__Required task__. List every line in the data below that contains the string "photo", matching case exactly.

__Information supplied__.

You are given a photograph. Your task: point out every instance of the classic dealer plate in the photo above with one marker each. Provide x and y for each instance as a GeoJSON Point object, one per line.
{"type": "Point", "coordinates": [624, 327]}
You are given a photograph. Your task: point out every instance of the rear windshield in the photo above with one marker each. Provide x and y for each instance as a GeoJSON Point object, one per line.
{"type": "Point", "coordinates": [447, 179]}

==

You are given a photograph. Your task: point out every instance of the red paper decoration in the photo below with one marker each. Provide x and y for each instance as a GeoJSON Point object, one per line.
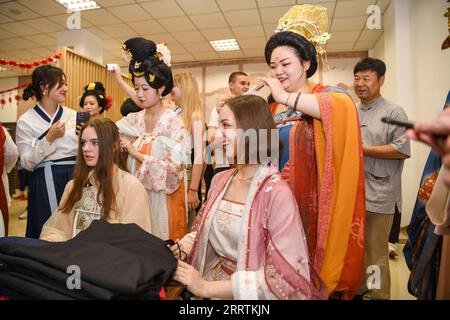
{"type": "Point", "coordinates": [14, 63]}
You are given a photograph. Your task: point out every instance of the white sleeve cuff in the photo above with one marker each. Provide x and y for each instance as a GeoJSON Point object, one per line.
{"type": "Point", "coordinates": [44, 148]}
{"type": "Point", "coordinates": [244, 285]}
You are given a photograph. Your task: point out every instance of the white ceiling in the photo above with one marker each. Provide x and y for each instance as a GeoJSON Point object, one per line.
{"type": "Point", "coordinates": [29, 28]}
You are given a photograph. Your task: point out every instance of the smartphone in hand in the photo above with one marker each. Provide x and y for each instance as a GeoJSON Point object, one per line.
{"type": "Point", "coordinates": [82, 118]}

* * *

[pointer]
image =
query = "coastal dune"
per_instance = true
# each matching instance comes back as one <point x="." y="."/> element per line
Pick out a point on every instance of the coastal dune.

__Full output__.
You are given a photograph. Your task: point out every instance of the classic dealer plate in the photo above with one marker each. Provide x and y for each instance as a GeoJSON Point object, one per line.
You are given a photograph. Your task: point out every instance of the rear windshield in the photo above with one marker each. Provide x and y for each instance as a GeoJSON Point object, one per line.
You are given a photograph. Your task: point out every instance of the red paper decoration in the photo below with one marker each. Provide x and y for each instance as a GeoJSON Point object, one per line.
You are given a photograph. Your task: point out every instance of the white sleeve cuff in the photo above with one marker each. Provide x and y for each instance as a GeoJSON Point object, one per line.
You are given a photograph. Your task: point out every instance of the white ceiling in the photo above with one marker each. Provide x and y for each instance as a GeoJSON Point object, one per line.
You are given a photograph. Your task: point out every instance of the smartphone in hand in the photo above with one marker each. Provide x and y for each instance as a GeoJSON Point object, one per line.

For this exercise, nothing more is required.